Task goal | Reproduce, with no changes, the line where "jersey with a marker in this photo?" appears and every subsequent line of the listing, the last one included.

Dataset |
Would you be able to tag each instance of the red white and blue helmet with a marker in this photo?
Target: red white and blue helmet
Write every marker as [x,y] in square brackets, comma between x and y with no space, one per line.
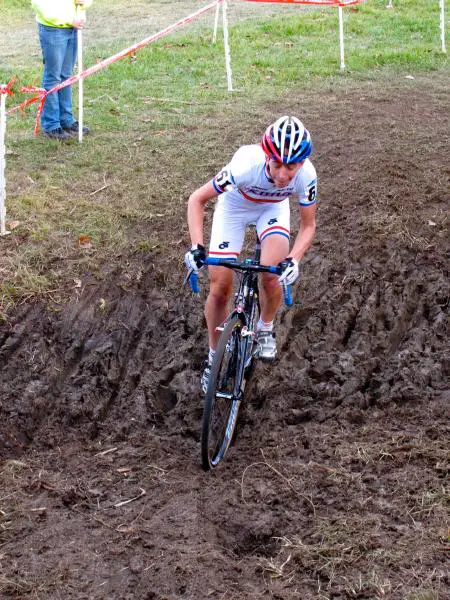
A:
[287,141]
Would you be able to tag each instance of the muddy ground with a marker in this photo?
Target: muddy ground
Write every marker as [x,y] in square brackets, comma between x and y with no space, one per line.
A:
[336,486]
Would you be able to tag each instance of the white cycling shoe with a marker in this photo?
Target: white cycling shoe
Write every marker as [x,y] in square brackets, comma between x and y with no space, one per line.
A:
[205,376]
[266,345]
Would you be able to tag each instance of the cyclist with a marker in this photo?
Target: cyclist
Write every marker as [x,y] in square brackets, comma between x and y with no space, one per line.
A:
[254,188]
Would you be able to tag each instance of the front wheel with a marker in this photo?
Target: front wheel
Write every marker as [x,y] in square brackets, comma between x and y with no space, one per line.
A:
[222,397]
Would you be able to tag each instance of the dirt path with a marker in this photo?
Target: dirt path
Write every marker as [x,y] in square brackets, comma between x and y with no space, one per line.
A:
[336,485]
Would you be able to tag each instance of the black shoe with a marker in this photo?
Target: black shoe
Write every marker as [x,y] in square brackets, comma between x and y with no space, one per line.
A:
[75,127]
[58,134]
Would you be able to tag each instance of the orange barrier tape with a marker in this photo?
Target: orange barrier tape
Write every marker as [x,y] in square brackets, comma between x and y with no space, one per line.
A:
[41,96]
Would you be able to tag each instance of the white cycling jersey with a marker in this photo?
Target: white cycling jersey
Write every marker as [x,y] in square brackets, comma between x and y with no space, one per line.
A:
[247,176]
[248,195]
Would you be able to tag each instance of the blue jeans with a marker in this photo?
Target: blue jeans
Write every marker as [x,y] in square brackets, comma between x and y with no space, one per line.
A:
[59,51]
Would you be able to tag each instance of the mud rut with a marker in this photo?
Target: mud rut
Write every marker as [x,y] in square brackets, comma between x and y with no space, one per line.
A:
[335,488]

Result of the exercise |
Would you be able to tag each instance of the white cycling jersey with a marker in this photo?
Target: white cycling jersey
Write every marker as [x,y] in square brackets, comma between x and y with no space, one per line.
A:
[247,176]
[248,195]
Would you be able to tag each instance of the blue jeans with a marker in this photo?
Target: blue jeans
Write every marker as [x,y] in square brackets, comma between x and y with no space, one per line.
A:
[59,51]
Would you be able to tag each instance of the mud rut with a marker in this photo?
Target: mud rut
Write every marker as [x,y] in square brackets, comma between x and y with no space, one per line.
A:
[335,488]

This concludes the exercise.